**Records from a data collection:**
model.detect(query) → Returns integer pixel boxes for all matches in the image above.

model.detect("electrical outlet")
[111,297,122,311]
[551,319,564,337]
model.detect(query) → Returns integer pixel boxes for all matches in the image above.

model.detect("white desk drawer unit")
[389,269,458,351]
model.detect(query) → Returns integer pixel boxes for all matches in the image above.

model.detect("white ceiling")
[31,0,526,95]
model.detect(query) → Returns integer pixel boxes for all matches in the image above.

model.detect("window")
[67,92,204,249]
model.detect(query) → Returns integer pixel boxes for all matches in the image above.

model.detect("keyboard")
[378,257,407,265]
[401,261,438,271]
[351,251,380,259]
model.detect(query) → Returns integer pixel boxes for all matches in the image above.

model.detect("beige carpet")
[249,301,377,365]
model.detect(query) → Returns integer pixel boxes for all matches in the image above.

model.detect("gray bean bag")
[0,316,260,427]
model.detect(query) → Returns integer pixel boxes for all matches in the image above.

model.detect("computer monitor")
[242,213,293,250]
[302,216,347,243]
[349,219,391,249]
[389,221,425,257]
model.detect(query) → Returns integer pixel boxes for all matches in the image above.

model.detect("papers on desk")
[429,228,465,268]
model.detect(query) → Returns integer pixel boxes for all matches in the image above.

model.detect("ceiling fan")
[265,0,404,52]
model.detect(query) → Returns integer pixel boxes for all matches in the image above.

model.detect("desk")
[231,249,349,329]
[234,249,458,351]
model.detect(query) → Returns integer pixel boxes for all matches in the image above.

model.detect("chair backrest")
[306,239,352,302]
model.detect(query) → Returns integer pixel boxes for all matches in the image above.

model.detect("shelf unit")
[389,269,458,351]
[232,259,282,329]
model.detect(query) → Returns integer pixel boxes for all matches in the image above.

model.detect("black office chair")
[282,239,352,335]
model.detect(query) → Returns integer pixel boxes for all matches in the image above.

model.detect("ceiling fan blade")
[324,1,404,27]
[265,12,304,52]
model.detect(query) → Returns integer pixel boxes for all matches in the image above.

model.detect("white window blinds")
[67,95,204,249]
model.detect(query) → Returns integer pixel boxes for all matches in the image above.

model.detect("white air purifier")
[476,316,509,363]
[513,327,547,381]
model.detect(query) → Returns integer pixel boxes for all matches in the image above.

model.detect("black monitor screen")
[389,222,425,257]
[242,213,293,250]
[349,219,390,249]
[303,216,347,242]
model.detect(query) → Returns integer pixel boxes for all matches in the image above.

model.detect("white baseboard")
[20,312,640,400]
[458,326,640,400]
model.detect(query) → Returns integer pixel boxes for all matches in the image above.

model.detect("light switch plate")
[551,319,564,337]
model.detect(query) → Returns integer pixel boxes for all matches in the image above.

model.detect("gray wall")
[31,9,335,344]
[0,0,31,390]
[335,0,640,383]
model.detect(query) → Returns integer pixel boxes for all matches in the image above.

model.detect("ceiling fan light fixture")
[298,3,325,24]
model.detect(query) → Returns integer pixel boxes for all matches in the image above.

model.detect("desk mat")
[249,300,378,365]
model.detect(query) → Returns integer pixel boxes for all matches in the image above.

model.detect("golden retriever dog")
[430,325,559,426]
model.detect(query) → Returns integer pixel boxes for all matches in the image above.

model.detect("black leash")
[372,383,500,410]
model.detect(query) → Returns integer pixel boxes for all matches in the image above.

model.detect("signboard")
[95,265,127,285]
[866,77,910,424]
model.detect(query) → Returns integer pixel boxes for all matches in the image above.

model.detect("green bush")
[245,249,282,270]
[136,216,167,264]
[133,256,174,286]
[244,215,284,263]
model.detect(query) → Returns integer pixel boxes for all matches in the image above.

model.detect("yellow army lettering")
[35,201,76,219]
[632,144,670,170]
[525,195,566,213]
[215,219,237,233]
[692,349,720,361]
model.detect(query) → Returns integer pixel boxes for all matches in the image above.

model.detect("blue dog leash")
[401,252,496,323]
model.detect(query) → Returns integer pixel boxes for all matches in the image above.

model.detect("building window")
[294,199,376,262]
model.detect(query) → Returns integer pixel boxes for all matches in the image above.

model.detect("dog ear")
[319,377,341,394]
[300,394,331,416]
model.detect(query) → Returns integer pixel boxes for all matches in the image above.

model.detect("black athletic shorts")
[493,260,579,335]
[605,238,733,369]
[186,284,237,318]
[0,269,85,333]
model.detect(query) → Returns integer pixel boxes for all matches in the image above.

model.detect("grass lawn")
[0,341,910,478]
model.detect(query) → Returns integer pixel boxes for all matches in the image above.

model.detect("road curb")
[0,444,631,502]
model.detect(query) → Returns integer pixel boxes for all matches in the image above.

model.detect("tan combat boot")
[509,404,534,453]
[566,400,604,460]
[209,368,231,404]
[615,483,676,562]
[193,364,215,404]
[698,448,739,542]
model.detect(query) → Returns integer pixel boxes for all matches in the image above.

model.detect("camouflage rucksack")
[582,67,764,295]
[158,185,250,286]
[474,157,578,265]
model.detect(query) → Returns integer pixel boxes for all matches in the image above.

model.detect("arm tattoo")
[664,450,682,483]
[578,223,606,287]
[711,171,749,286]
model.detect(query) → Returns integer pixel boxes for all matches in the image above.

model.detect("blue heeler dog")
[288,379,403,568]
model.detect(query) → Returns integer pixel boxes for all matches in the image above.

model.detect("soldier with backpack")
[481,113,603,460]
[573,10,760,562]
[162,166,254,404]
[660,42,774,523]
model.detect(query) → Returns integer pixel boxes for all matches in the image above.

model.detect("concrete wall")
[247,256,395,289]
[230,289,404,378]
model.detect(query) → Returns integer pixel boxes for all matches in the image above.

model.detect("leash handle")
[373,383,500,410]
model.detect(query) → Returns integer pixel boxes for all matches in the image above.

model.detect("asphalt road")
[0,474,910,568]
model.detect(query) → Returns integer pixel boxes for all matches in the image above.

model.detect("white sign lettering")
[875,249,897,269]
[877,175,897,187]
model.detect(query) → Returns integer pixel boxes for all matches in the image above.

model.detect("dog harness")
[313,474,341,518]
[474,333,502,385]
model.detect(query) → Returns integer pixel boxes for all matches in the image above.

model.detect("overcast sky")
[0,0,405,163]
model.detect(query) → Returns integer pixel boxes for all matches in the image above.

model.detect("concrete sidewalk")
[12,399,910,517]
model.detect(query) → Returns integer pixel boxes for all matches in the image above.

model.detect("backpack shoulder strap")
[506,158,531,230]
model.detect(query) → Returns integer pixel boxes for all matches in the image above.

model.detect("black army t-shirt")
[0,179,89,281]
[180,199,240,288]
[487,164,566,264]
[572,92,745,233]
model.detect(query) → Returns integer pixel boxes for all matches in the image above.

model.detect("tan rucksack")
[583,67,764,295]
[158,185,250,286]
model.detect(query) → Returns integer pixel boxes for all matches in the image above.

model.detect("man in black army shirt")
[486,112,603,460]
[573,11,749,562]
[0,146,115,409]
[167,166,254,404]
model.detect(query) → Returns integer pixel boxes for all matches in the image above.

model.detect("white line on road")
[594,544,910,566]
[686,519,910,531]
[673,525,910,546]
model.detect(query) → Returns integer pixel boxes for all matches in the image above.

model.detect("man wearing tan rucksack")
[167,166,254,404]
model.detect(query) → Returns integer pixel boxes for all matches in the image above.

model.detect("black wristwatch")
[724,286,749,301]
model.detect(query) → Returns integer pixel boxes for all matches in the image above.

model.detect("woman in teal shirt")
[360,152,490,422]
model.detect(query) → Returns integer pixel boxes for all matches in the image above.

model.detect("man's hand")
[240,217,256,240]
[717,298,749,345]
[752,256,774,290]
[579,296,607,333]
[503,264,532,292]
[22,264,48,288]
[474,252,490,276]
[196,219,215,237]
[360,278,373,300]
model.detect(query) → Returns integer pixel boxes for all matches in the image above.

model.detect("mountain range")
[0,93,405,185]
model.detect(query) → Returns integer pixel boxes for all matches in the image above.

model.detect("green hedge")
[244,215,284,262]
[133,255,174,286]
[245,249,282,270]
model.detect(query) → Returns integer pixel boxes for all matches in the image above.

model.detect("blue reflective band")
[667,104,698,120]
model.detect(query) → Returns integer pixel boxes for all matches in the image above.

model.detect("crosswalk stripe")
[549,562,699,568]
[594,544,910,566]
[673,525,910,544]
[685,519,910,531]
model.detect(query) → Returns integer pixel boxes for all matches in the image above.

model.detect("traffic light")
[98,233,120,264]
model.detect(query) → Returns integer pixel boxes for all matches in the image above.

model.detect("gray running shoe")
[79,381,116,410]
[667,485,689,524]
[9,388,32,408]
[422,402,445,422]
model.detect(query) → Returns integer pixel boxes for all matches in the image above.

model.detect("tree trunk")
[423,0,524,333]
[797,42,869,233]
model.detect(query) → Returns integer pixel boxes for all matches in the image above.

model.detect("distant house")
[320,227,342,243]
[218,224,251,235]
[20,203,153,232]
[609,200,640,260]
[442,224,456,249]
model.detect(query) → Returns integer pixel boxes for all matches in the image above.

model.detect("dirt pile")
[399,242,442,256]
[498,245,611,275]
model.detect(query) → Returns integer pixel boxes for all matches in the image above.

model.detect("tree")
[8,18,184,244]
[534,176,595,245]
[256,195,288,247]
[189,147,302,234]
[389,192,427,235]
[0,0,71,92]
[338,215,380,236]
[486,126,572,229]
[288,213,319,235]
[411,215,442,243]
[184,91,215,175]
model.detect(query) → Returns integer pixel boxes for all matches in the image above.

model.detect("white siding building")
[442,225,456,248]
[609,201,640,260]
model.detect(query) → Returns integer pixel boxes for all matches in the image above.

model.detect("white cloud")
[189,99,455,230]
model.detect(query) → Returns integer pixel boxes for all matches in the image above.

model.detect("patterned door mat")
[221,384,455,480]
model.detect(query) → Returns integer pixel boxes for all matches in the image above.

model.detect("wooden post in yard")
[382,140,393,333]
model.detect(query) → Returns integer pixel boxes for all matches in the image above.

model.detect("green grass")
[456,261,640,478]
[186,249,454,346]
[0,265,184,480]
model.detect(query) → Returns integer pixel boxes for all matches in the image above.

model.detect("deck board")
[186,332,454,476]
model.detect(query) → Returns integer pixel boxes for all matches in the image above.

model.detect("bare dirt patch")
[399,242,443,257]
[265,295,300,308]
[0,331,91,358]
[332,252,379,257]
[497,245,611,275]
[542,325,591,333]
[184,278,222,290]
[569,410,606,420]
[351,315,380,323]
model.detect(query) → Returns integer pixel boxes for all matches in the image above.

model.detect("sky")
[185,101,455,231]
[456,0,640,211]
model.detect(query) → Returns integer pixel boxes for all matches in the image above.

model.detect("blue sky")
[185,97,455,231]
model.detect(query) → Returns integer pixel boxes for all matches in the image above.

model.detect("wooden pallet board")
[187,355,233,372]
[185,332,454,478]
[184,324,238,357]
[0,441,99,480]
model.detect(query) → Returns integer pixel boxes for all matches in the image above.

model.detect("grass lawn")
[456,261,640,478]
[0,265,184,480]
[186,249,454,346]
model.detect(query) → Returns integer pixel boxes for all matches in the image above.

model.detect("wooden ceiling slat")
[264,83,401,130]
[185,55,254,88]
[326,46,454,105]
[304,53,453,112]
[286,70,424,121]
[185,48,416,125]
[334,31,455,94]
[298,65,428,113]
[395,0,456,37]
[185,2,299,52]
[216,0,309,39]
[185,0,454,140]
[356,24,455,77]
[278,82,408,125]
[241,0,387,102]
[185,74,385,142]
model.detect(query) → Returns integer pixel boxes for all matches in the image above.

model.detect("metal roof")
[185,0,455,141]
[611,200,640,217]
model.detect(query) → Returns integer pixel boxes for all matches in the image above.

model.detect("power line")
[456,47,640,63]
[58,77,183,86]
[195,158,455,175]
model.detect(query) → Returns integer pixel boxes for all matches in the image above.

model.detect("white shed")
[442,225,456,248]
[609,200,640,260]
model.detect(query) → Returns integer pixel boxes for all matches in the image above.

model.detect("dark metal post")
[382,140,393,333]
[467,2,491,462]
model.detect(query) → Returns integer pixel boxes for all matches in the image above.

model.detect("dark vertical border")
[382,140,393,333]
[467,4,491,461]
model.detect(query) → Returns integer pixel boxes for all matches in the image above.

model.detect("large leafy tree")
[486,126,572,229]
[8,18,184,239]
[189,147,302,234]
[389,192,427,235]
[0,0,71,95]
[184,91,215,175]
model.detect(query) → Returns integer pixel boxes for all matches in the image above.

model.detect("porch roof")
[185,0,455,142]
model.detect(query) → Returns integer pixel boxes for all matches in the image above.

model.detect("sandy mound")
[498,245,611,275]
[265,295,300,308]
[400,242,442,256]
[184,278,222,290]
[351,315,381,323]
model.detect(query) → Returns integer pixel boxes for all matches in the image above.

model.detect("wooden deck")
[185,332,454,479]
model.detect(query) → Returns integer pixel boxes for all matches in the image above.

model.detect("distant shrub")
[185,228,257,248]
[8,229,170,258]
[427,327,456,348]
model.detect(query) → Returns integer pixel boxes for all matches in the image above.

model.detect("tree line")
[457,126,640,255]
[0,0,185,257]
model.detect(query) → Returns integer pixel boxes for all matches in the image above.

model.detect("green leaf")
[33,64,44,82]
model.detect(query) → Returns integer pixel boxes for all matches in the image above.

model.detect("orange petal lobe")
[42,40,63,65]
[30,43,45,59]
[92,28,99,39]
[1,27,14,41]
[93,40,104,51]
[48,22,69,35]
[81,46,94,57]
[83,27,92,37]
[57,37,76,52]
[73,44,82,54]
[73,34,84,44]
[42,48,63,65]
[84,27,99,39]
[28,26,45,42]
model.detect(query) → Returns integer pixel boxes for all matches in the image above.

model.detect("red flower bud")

**Exercise aim:** Update the listing from its first line through the line containing "[306,239,352,302]", replacing "ceiling fan" with "overhead fan". Keep everything else the same.

**Solved exercise:**
model.detect(query) → Returns integer pixel boxes for all matches in the image above.

model.detect("electrical outlet")
[111,297,122,311]
[551,319,564,337]
model.detect(query) → Returns integer pixel boxes for all matches in the image above.

model.detect("white desk drawer unit")
[389,269,458,351]
model.detect(query) → Returns integer pixel boxes for all matches in the image above.

model.detect("white ceiling")
[31,0,526,95]
model.detect(query) → Returns integer pixel boxes for all matches in the image above.

model.detect("window")
[67,92,204,249]
model.detect(query) → Returns integer pixel boxes for all matches in the image above.

model.detect("keyboard")
[378,257,407,265]
[401,261,438,271]
[351,251,380,259]
model.detect(query) → Returns integer pixel boxes for all matches in the image above.

model.detect("beige carpet")
[249,301,377,365]
model.detect(query) → Returns integer pixel boxes for all matches in the image above.

model.detect("gray bean bag")
[0,316,260,427]
model.detect(query) → Returns integer pixel boxes for all matches in the image above.

model.detect("computer monitor")
[242,213,293,250]
[302,216,347,243]
[349,219,391,249]
[389,221,425,257]
model.detect(query) → Returns integer pixel boxes for all matches in the image above.

model.detect("papers on desk")
[429,228,465,268]
model.detect(query) → Returns integer pixel boxes for all matches in the image above.

model.detect("overhead fan")
[265,0,404,52]
model.detect(query) → Returns integer pixel boxes for all matches in the image above.

model.detect("desk")
[231,249,349,329]
[234,249,458,351]
model.detect(query) → Returns integer pixel boxes for all matches in the image above.

model.detect("chair backrest")
[306,239,352,302]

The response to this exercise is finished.